PROBLEM TO SOLVE: Repeat all of the data below word for word, keeping no images.

TASK INPUT:
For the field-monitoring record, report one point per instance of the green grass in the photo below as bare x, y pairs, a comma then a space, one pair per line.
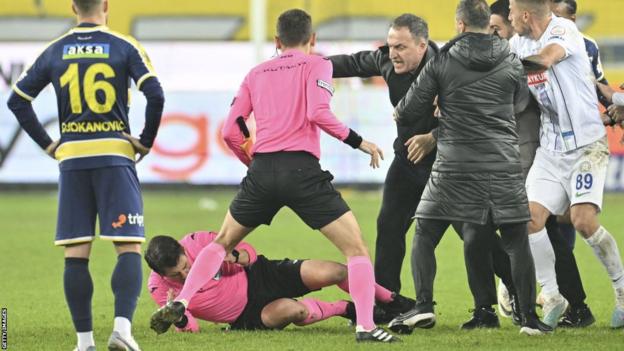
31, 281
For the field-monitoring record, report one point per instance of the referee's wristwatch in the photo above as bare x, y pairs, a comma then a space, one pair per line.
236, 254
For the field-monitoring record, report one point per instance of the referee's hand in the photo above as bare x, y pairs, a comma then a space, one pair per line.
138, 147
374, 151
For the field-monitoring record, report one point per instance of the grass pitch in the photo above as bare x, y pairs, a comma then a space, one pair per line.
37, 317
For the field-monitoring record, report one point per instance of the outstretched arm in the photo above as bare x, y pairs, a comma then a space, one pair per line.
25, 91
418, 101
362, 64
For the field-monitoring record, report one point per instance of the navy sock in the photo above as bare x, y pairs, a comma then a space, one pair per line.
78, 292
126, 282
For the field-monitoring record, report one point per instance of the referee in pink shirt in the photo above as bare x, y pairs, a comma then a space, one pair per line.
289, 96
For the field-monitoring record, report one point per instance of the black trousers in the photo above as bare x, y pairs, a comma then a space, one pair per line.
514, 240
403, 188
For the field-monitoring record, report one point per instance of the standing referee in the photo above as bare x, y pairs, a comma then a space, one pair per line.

THE COMPLETED TASK:
For the field-monitoring record, report one point per instance of the green grass in the photo below as bare x, y pairs, a comma then a space, one pair per line.
31, 281
For the field-monitoring record, report one point per instance of the referee's wristwatch in the photo above as bare x, y pairs, a comma then a space, one pair per line.
236, 254
For the field-monitoring record, report one point per instance of the referee's hand in the photo above as bare x, y pairs, a comma then a space, one pair per line.
138, 147
374, 151
For the field-monitoring record, report one point per instance of the grass pitch in the photo above as bare x, y pairs, a comma then a space, one pair per line.
37, 317
For the field-monitoring record, report one point per instance of the outstretched arm in the photo above as bare x, y pairs, a comma then a space, one pair per line.
25, 91
418, 101
362, 64
For the field-monitoring record, report one point per instance of the navy sock in the photo above as bare x, y pairs, a comma then a space, one pair per line.
78, 292
126, 282
For the field-monitoring record, report one point per instance of the referee in pink shirt in the photo above as bare x, y pairs, a comma then a space, one pair per line.
289, 96
For the field-monitoring record, report one point per instance of the black trousers in the photo above as bare x, y pairs, a comma then a space, one pair per line.
514, 240
403, 188
For the field-monitoring record, report one point per instance of the standing referee in the photo above as bare x, y pairs, a comma then a space, one pair per line.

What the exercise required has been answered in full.